Task requirements:
**a.** Answer these questions about the job costing article:
(i) What four kinds of trade business does the opening paragraph name?
(ii) According to the key takeaways, what might a $38/hour electrician cost per hour when fully loaded?
(iii) What does construction job costing compare actual costs to, according to its definition?
**b.** Rewrite the passage of the job costing article starting with "Your company-wide profit" and going on through "next estimate sharper.", putting "tile" in place of "drywall".
**c.** Continue the job costing article from its last sentence.

Text under study:
◇ ◇ ◇ ◇ ◇ ◇ ◇
If you run an electrical, plumbing, HVAC, or masonry business and your financials look fine but you cannot tell which jobs actually made money, you have a job costing problem. Job costing explained for trade contractors comes down to one idea: track every dollar spent on a specific project so you know the true profit or loss before the next bid goes out. Without it, you are flying blind. A few bad jobs buried in your overall revenue can quietly drain a profitable year. This article walks through the cost categories, cost code structures, tracking workflows, and the mistakes that kill margins.
Table of Contents
- Key takeaways
- Job costing explained: what trade contractors actually need to track
- How cost codes organize your job cost data
- Capturing and comparing estimated vs. actual costs
- Common job costing mistakes to avoid
- My take on why most job costing fails
- Put your job costing knowledge to work
- FAQ
Key takeaways
| Point | Details |
|---|---|
| Track costs by project, not company | Job-level data reveals which work is profitable, not just whether the company is making money. |
| Loaded labor rates change everything | A $38/hour electrician may cost $58/hour fully loaded, understating labor expense by 35%–50%. |
| Cost codes create reliable reports | Consistent codes across estimating, field, and accounting are the foundation of trustworthy job cost data. |
| Change orders must update the budget | Treating change orders as end-of-job adjustments distorts margins and WIP reports throughout the project. |
| Committed costs beat invoiced costs | Tracking subcontract commitments and POs gives a more accurate forecast than waiting for invoices. |
Job costing explained: what trade contractors actually need to track
Construction job costing tracks every dollar assigned to a specific project and compares those actual costs to your original estimate to identify profit or loss per job. That definition sounds simple. The execution is where most small to mid-sized trade businesses struggle.
Your company-wide profit and loss statement will not tell you whether your last drywall project made 12% or lost 4%. It will not tell you whether your roofing crew runs lean or burns hours on rework. Only job-level cost tracking gives you that clarity. And that clarity is exactly what makes your next estimate sharper.
◇ ◇ ◇ ◇ ◇ ◇ ◇
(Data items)
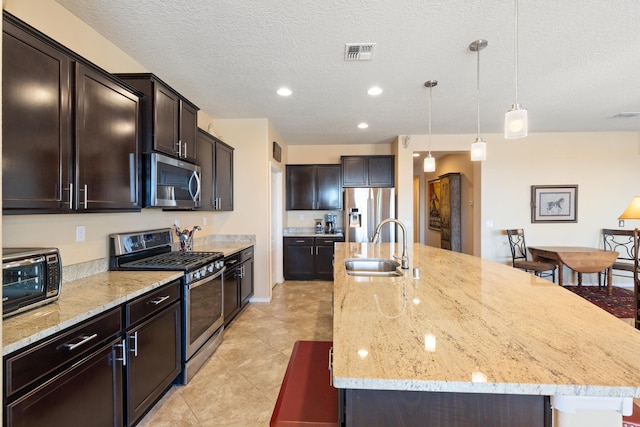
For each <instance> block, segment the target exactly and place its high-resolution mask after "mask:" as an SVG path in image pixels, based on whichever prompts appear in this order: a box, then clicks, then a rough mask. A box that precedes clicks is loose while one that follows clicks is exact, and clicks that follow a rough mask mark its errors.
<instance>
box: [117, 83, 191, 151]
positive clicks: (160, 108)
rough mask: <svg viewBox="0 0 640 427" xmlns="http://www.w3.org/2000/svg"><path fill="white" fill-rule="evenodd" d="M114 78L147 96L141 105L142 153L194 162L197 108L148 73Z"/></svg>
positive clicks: (174, 91) (144, 99)
mask: <svg viewBox="0 0 640 427" xmlns="http://www.w3.org/2000/svg"><path fill="white" fill-rule="evenodd" d="M116 76H118V77H119V78H121V79H122V80H123V81H125V82H126V83H128V84H130V85H131V86H133V87H134V88H136V89H138V90H139V91H140V92H142V93H144V94H145V95H146V98H145V99H144V100H143V102H142V126H143V132H142V133H143V135H142V141H143V150H144V151H145V152H151V151H158V152H161V153H164V154H167V155H169V156H172V157H176V158H179V159H182V160H187V161H190V162H194V163H195V162H196V158H197V156H196V154H197V153H196V145H197V144H196V129H197V122H198V107H196V106H195V105H193V104H192V103H191V102H189V101H188V100H186V99H185V98H184V97H182V96H181V95H180V94H179V93H178V92H176V91H175V90H173V89H172V88H171V87H170V86H168V85H167V84H166V83H164V82H163V81H162V80H160V79H159V78H158V77H157V76H155V75H153V74H151V73H129V74H116Z"/></svg>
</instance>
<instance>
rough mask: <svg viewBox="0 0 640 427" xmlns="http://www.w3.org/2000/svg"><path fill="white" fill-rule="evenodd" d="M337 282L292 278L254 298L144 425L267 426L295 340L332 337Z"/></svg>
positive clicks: (145, 425)
mask: <svg viewBox="0 0 640 427" xmlns="http://www.w3.org/2000/svg"><path fill="white" fill-rule="evenodd" d="M332 288H333V282H323V281H308V282H306V281H305V282H302V281H300V282H298V281H287V282H284V283H282V284H279V285H277V286H276V287H275V288H274V289H273V298H272V301H271V302H270V303H251V304H249V306H247V308H246V309H245V310H244V311H243V312H242V313H240V314H239V315H238V317H237V318H236V319H235V320H234V321H233V322H232V323H231V325H230V326H229V327H228V328H227V329H226V330H225V335H224V340H223V342H222V344H221V345H220V347H218V349H217V350H216V352H215V353H214V354H213V356H212V357H211V359H209V361H208V362H207V363H206V364H205V365H204V366H203V367H202V369H201V370H200V371H199V372H198V373H197V374H196V375H195V377H194V378H193V379H192V380H191V381H190V382H189V384H187V385H185V386H172V387H171V389H169V391H168V392H167V394H166V395H165V396H164V397H163V398H162V399H161V400H160V401H159V402H158V403H157V404H156V405H155V406H154V407H153V408H152V409H151V411H150V412H149V413H148V414H147V415H146V416H145V417H144V418H143V419H142V421H141V422H140V423H139V424H138V425H139V426H141V427H162V426H167V427H169V426H170V427H183V426H202V427H209V426H210V427H231V426H238V427H268V426H269V420H270V419H271V412H272V411H273V407H274V405H275V401H276V399H277V397H278V392H279V390H280V384H281V383H282V378H283V377H284V372H285V370H286V368H287V363H288V362H289V357H290V355H291V350H292V349H293V344H294V343H295V342H296V341H298V340H320V341H325V340H327V341H329V340H331V339H332V334H333V332H332V329H333V325H332V318H331V293H332Z"/></svg>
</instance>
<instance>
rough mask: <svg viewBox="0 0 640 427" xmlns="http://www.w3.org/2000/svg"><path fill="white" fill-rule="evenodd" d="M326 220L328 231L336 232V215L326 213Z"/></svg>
mask: <svg viewBox="0 0 640 427" xmlns="http://www.w3.org/2000/svg"><path fill="white" fill-rule="evenodd" d="M324 222H325V225H326V232H327V233H329V234H333V233H335V232H336V215H333V214H326V215H325V218H324Z"/></svg>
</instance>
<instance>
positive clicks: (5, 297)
mask: <svg viewBox="0 0 640 427" xmlns="http://www.w3.org/2000/svg"><path fill="white" fill-rule="evenodd" d="M61 285H62V262H61V261H60V252H59V251H58V249H56V248H3V249H2V317H7V316H10V315H13V314H17V313H20V312H22V311H25V310H29V309H31V308H35V307H37V306H40V305H43V304H47V303H50V302H53V301H55V300H56V299H58V296H59V295H60V287H61Z"/></svg>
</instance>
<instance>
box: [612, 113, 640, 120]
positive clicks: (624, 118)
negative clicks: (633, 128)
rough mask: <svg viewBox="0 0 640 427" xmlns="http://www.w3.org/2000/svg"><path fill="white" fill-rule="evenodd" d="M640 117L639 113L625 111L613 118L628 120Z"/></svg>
mask: <svg viewBox="0 0 640 427" xmlns="http://www.w3.org/2000/svg"><path fill="white" fill-rule="evenodd" d="M638 116H640V112H635V111H625V112H622V113H618V114H616V115H615V116H613V117H614V118H616V119H630V118H633V117H638Z"/></svg>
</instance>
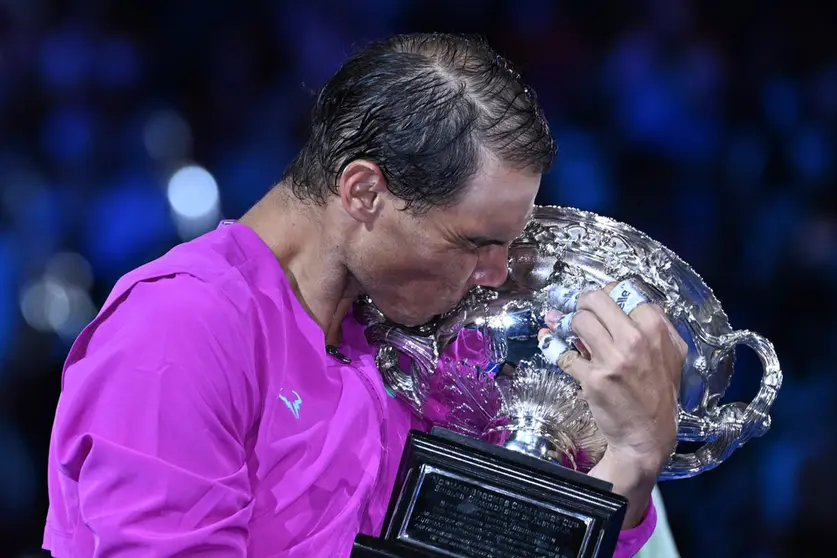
◇ ◇ ◇ ◇ ◇ ◇ ◇
Answers below:
**a.**
(i) Electrical, plumbing, HVAC, and masonry.
(ii) $58/hour.
(iii) The original estimate.

**b.**
Your company-wide profit and loss statement will not tell you whether your last tile project made 12% or lost 4%. It will not tell you whether your roofing crew runs lean or burns hours on rework. Only job-level cost tracking gives you that clarity. And that clarity is exactly what makes your next estimate sharper.

**c.**
Here is what you need to track across five core cost buckets.
Labor
Labor is the hardest cost to track and the easiest to underestimate. The number to use is not your base wage. It is the fully loaded labor rate, which includes base wage plus payroll taxes, workers' compensation, health insurance, and any other benefits. A carpenter earning $38/hour often costs closer to $58/hour fully loaded. That gap, 35% to 50% of base wages, means a job budgeted at $40,000 in labor can quietly turn into a $58,000 actual cost with no one noticing until it is too late.
Every hour your foremen work needs to be coded to a job and a phase. Timecards are the input. Without them coded correctly, your labor reports are noise.
Materials
Track materials at the invoice level, including freight charges and any waste factor built into your purchase. If you ordered 10% extra tile for a flooring job and used 8%, that unused material still cost you money on that job unless you return it. Many trade contractors book material purchases to a generic account and sort it out later. That approach guarantees inaccurate job costs.
Subcontractors
For many specialty trades, subcontractor costs represent 60%–75% of total job costs. The most common mistake is tracking only what has been invoiced. You need to track the original subcontract amount, approved change orders, invoices received, and retainage withheld. Viewing only invoiced amounts distorts your true cost exposure and makes your cost-to-complete forecasts unreliable.
Equipment
If your framing or concrete crew uses a piece of equipment on a job, that usage needs a cost assigned to it. Whether you own the equipment or rent it, the job should carry that cost. Assigning a realistic hourly or daily rate per piece of equipment based on actual usage logs is more accurate than a flat overhead allocation.

Overhead
Overhead allocation is where trade contractors most often get it wrong. A simple percentage applied to direct costs, say 8% of labor and materials, gets you started. But it understates the cost of jobs with heavy supervisory involvement or unusual equipment use. More accurate margin tracking comes from assigning supervisory time and equipment to jobs based on actual hours.
Pro Tip: Build your loaded labor rates once at the start of each year, update them when insurance rates change, and use them consistently across every estimate and job cost report. This single habit eliminates the most common source of labor cost errors.
How cost codes organize your job cost data
Cost codes are alphanumeric identifiers that categorize every expense by trade division, work section, and cost type. A structured cost code might look like 03-210-LAB for cast-in-place concrete labor, where "03" is the division, "210" is the section, and "LAB" is the cost type. When every purchase order, timecard, and vendor invoice uses the same code, your reports actually mean something.

The table below shows the difference between a trade contractor using cost codes consistently versus one that is not.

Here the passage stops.